**任务说明**
请找出下列各行中含有“sunglasses”一词的所有行，并将其逐行照录。

**待处理各行**
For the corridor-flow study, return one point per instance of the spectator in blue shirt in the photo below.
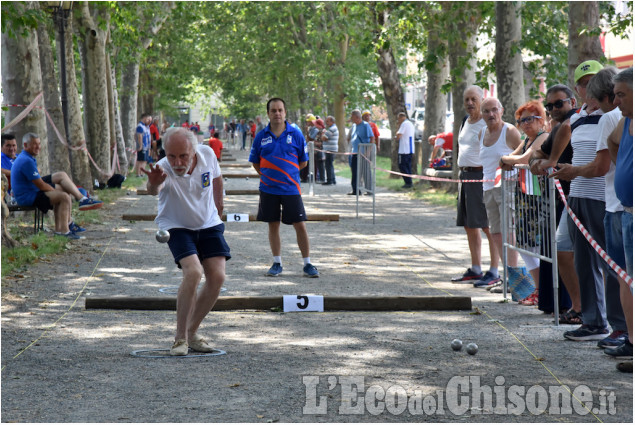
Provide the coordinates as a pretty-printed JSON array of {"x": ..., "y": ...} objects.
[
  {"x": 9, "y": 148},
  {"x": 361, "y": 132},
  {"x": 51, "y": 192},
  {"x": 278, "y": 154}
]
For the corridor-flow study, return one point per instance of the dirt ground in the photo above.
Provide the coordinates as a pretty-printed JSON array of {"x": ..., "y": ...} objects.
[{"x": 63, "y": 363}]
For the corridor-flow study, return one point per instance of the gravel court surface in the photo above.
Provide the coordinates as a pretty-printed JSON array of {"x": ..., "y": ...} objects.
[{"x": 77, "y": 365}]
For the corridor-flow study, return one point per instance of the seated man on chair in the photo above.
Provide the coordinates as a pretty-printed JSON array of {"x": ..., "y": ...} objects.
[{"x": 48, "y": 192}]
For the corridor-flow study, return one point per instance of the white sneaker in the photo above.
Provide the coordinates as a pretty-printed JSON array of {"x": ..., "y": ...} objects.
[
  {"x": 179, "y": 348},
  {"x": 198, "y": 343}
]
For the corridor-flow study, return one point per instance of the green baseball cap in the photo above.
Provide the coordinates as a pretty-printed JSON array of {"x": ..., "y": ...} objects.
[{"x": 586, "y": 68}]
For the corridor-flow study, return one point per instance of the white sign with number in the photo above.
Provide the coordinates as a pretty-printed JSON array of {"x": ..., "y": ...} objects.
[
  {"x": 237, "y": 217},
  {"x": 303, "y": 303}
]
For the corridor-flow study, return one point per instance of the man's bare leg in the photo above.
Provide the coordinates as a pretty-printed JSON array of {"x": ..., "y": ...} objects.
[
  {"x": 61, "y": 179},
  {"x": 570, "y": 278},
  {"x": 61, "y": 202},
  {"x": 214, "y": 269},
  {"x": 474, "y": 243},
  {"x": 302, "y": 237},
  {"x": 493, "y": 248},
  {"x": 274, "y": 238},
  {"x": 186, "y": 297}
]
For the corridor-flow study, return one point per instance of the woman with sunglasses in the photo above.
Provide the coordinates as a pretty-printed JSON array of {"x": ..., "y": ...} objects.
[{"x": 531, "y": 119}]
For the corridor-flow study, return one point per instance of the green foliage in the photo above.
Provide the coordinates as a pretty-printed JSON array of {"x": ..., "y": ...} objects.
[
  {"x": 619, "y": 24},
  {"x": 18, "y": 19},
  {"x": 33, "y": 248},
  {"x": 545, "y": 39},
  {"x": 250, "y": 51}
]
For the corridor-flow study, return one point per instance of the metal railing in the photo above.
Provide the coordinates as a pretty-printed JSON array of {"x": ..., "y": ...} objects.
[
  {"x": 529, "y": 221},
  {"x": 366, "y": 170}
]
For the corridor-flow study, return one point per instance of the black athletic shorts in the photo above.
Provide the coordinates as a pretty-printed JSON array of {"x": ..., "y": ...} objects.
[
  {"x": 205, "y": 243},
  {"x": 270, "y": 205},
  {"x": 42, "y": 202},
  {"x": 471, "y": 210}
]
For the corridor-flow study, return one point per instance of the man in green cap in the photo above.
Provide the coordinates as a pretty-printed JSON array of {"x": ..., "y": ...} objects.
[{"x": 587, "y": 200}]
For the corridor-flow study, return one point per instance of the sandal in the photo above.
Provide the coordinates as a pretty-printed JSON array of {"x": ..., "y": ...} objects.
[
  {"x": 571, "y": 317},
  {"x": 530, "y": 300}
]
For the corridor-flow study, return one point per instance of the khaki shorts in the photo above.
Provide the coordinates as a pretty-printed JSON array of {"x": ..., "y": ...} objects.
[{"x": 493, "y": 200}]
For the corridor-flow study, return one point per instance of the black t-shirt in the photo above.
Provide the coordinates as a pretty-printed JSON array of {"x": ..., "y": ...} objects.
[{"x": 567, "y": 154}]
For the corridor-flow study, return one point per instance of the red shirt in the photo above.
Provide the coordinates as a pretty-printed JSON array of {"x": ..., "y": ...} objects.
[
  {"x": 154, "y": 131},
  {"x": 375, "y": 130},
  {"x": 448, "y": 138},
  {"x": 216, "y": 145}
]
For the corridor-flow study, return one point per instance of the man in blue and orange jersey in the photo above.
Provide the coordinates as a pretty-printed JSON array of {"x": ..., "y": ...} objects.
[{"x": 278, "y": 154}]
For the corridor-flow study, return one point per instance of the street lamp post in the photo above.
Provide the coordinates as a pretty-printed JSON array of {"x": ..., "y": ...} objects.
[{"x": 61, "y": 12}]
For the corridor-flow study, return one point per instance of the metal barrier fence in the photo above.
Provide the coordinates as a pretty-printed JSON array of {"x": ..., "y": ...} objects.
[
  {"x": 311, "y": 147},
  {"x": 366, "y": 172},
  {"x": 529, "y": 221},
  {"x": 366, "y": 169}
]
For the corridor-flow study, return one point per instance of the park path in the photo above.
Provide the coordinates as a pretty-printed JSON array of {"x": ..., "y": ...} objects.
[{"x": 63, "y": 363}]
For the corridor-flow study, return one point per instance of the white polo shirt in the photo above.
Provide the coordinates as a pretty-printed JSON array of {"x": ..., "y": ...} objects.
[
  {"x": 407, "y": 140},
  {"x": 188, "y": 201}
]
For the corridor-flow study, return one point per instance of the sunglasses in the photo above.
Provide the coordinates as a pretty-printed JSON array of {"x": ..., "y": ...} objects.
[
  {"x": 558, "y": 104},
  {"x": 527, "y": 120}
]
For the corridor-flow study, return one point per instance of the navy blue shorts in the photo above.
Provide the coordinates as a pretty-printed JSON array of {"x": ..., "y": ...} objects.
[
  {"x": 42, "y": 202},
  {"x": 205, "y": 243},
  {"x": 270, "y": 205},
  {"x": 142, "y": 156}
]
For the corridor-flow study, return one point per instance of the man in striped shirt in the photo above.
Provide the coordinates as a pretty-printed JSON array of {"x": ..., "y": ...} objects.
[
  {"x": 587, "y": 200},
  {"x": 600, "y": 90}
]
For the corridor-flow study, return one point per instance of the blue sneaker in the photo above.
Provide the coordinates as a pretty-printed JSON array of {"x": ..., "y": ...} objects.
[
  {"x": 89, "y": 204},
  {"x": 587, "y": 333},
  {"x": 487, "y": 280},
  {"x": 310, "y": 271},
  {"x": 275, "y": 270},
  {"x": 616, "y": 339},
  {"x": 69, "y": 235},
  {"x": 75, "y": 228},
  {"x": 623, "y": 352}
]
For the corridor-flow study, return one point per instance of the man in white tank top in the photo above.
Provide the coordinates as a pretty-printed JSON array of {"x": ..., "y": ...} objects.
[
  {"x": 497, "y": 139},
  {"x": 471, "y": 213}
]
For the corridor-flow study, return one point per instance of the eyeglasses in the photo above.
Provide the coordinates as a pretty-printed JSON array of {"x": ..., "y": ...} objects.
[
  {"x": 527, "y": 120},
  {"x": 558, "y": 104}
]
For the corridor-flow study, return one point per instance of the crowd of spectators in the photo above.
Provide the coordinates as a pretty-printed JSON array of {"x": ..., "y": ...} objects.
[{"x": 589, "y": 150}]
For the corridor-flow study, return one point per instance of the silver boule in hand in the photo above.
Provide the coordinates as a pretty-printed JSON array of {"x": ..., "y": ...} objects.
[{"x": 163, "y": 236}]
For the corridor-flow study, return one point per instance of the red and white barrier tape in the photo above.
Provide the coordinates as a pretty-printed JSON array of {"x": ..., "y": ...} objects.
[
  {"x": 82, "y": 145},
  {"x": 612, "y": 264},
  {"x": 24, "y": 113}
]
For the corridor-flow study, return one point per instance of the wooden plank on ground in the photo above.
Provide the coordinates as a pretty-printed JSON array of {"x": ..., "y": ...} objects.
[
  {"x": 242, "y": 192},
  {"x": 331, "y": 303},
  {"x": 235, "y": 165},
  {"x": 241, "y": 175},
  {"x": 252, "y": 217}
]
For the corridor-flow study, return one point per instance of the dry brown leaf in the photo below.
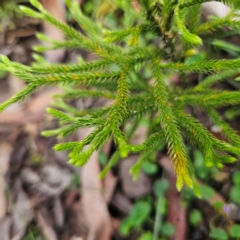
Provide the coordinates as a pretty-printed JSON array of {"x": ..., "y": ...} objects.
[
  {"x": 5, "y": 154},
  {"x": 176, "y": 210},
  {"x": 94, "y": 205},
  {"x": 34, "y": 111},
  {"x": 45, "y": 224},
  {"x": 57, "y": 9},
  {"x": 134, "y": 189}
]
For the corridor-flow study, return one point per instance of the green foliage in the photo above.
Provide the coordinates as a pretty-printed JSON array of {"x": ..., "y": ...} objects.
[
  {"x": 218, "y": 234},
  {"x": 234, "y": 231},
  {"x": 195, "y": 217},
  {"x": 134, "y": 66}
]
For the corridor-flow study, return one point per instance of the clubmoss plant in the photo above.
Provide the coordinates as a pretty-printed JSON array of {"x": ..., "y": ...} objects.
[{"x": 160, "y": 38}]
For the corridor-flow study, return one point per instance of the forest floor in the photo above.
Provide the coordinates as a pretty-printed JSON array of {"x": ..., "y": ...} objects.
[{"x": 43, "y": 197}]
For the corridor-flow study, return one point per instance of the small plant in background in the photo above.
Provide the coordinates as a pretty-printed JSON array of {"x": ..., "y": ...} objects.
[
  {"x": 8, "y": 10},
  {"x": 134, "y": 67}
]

==

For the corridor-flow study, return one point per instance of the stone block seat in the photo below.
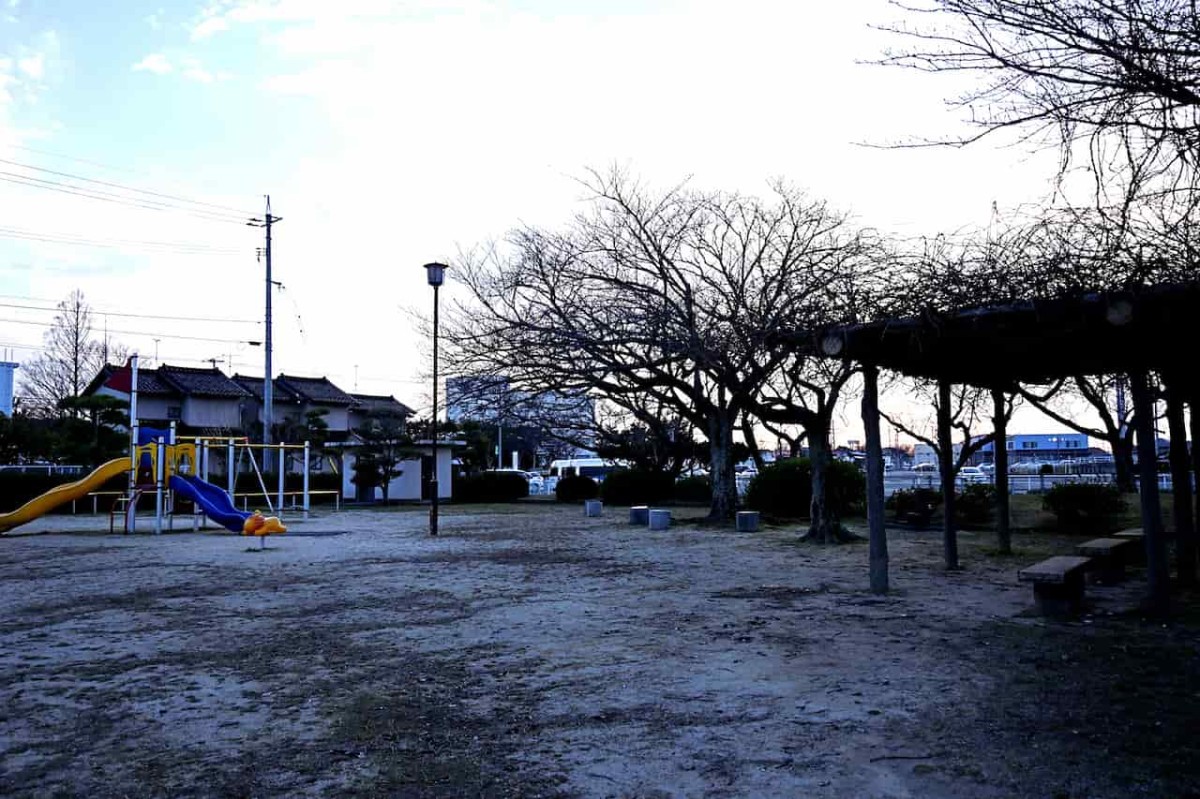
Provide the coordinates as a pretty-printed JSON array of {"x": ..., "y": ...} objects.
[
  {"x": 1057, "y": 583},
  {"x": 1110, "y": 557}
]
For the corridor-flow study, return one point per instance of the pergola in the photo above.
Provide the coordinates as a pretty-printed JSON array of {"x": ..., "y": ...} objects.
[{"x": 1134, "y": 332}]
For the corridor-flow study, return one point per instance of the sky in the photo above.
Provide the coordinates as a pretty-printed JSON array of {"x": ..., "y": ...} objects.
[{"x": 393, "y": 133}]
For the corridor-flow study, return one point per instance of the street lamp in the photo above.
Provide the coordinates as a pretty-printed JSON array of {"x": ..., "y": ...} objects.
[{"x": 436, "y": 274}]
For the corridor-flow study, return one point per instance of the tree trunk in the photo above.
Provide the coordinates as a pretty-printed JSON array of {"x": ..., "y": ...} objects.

...

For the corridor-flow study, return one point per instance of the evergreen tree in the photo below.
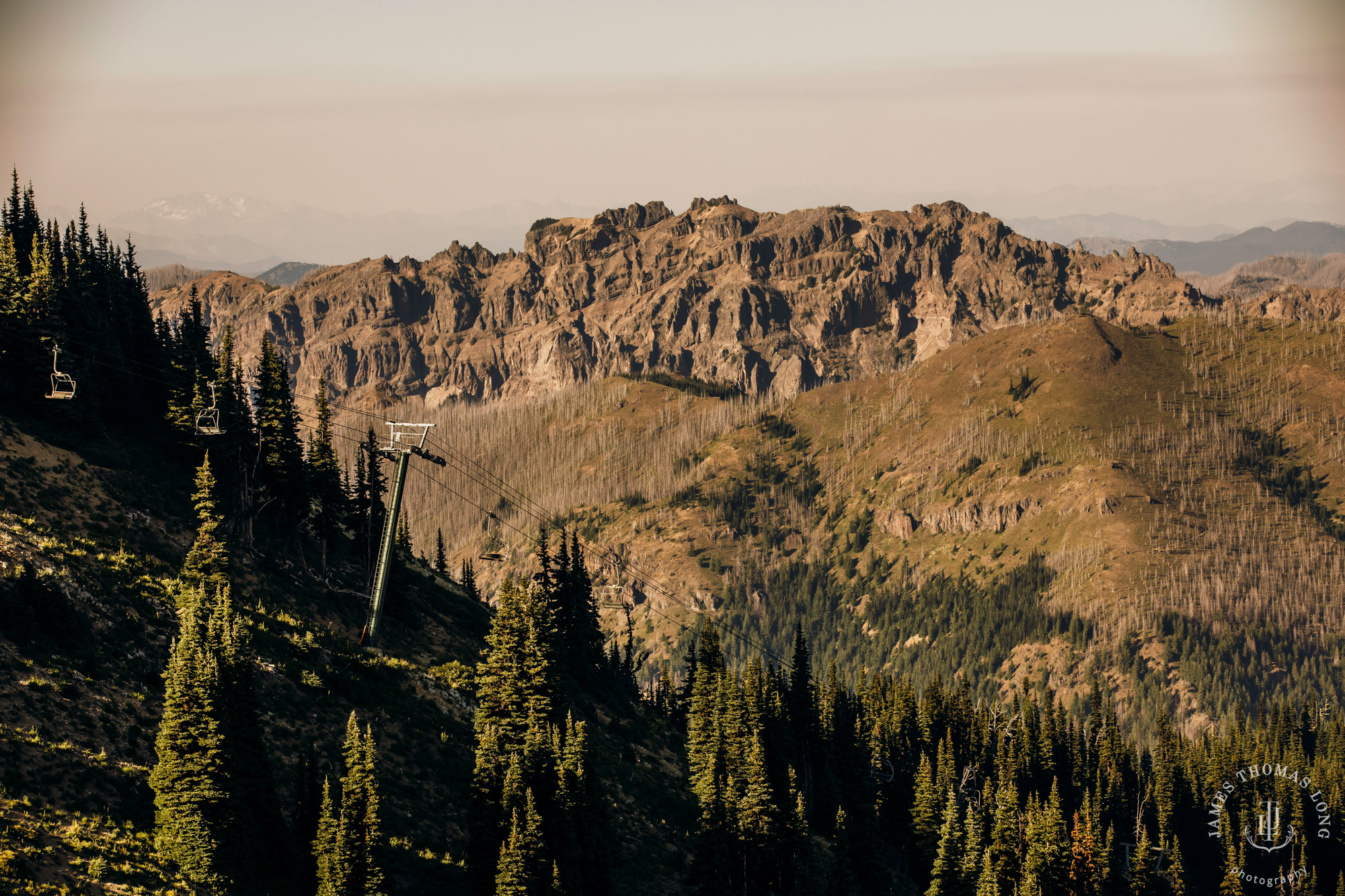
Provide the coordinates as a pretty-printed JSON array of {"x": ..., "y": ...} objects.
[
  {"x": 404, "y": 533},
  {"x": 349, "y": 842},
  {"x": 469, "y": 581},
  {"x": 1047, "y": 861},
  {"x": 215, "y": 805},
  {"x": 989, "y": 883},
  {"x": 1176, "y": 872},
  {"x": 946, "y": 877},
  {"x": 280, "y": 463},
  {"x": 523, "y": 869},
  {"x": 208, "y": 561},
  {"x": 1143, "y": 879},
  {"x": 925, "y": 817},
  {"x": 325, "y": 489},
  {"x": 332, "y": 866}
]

**最终答案**
For the corridor-flow study, return one point per instance of the woman with sunglasses in the photo above.
For the corridor-flow study, return one point per instance of the sunglasses in the photo above.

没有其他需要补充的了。